> Given request: Only the run of lines from the one containing "target | orange butterfly" through the last line should be returned, exactly as written.

__________________________________________________

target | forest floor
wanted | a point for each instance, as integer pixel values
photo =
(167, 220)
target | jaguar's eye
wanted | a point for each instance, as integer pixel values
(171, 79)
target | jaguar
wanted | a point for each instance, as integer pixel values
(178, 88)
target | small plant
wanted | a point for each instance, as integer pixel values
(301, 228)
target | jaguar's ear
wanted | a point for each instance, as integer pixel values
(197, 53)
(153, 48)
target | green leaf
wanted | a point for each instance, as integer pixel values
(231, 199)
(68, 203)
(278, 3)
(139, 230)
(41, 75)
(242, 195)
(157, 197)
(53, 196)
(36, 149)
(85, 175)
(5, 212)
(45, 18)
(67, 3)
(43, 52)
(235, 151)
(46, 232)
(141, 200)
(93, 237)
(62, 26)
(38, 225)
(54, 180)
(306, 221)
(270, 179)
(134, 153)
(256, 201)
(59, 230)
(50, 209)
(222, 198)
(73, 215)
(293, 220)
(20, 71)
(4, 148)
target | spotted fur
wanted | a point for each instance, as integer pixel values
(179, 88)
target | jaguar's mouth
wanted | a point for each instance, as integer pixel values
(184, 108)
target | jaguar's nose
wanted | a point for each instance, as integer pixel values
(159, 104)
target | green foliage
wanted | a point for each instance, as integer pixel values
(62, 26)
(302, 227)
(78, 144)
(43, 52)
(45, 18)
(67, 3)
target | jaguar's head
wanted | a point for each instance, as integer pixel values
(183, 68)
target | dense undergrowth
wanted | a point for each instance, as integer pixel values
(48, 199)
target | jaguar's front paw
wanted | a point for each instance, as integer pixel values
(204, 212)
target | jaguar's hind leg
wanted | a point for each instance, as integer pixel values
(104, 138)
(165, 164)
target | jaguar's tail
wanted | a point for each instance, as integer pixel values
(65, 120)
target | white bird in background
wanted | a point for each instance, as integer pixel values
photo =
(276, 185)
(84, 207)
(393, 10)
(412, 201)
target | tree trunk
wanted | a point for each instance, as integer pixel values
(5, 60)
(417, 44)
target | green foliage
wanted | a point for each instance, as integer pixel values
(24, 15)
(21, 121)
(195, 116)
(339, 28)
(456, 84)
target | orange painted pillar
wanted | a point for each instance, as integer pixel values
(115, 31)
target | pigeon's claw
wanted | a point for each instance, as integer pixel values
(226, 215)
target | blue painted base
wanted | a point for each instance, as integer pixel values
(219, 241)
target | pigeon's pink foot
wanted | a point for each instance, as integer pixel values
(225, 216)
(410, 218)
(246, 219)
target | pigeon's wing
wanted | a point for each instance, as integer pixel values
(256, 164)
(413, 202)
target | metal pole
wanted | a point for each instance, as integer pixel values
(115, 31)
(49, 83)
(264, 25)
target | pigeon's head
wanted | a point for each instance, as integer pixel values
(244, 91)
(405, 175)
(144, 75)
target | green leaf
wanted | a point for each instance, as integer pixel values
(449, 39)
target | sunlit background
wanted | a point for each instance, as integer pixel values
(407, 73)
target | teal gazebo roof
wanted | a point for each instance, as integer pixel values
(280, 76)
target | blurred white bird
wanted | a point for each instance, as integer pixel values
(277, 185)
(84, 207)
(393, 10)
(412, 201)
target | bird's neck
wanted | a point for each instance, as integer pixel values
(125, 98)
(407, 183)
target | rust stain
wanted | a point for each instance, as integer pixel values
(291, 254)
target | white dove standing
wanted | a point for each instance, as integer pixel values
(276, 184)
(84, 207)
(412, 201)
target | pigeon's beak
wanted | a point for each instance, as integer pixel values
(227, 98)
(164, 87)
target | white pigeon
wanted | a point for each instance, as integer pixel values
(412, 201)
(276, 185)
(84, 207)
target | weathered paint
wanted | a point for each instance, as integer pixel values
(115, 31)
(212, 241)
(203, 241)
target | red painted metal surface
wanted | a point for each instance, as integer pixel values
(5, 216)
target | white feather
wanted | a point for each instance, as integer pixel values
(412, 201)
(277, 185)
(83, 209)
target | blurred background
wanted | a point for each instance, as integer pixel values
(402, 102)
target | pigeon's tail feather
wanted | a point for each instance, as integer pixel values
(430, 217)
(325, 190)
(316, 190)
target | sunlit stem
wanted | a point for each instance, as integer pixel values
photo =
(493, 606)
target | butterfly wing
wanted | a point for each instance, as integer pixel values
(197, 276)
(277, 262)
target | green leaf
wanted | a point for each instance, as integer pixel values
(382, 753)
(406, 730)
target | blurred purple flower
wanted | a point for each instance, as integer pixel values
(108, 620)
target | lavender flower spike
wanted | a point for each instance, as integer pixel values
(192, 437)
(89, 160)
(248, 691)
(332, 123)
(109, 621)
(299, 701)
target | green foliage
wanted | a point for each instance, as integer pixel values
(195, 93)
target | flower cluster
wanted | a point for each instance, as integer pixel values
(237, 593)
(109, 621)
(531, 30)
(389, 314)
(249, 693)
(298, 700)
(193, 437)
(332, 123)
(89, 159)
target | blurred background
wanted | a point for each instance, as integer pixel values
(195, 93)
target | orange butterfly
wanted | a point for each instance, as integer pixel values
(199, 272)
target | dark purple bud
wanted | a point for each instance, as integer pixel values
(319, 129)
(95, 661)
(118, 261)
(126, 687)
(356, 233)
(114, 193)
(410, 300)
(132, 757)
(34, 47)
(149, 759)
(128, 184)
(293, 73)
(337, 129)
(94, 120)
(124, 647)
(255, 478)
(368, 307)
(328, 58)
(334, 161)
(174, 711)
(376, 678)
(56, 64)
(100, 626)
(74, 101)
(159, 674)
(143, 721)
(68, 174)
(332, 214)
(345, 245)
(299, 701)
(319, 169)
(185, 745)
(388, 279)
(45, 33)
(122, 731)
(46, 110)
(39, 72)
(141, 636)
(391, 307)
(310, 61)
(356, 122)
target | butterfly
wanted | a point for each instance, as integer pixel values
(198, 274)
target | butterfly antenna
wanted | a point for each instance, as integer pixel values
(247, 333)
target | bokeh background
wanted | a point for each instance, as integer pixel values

__________________________________________________

> Response below:
target | orange butterfly
wanted | a point for each instance, as integer pixel values
(199, 272)
target | dark purple bud
wanted | a point for each instance, as integer pixel values
(319, 129)
(95, 661)
(118, 261)
(126, 687)
(356, 233)
(114, 193)
(410, 300)
(132, 757)
(34, 47)
(149, 759)
(128, 184)
(293, 73)
(337, 129)
(94, 120)
(124, 647)
(255, 478)
(368, 307)
(328, 58)
(334, 161)
(174, 711)
(376, 678)
(56, 64)
(100, 626)
(74, 101)
(159, 674)
(143, 721)
(68, 174)
(332, 214)
(345, 245)
(299, 701)
(319, 169)
(185, 745)
(388, 279)
(45, 33)
(122, 731)
(46, 110)
(39, 72)
(141, 636)
(391, 307)
(310, 61)
(356, 122)
target | butterfly
wanted | a point for each instance, as integer pixel values
(198, 274)
target | butterfly antenna
wanted | a point for each instance, as integer pixel values
(247, 333)
target | bokeh background
wanted | a point for each instance, as integer pixel values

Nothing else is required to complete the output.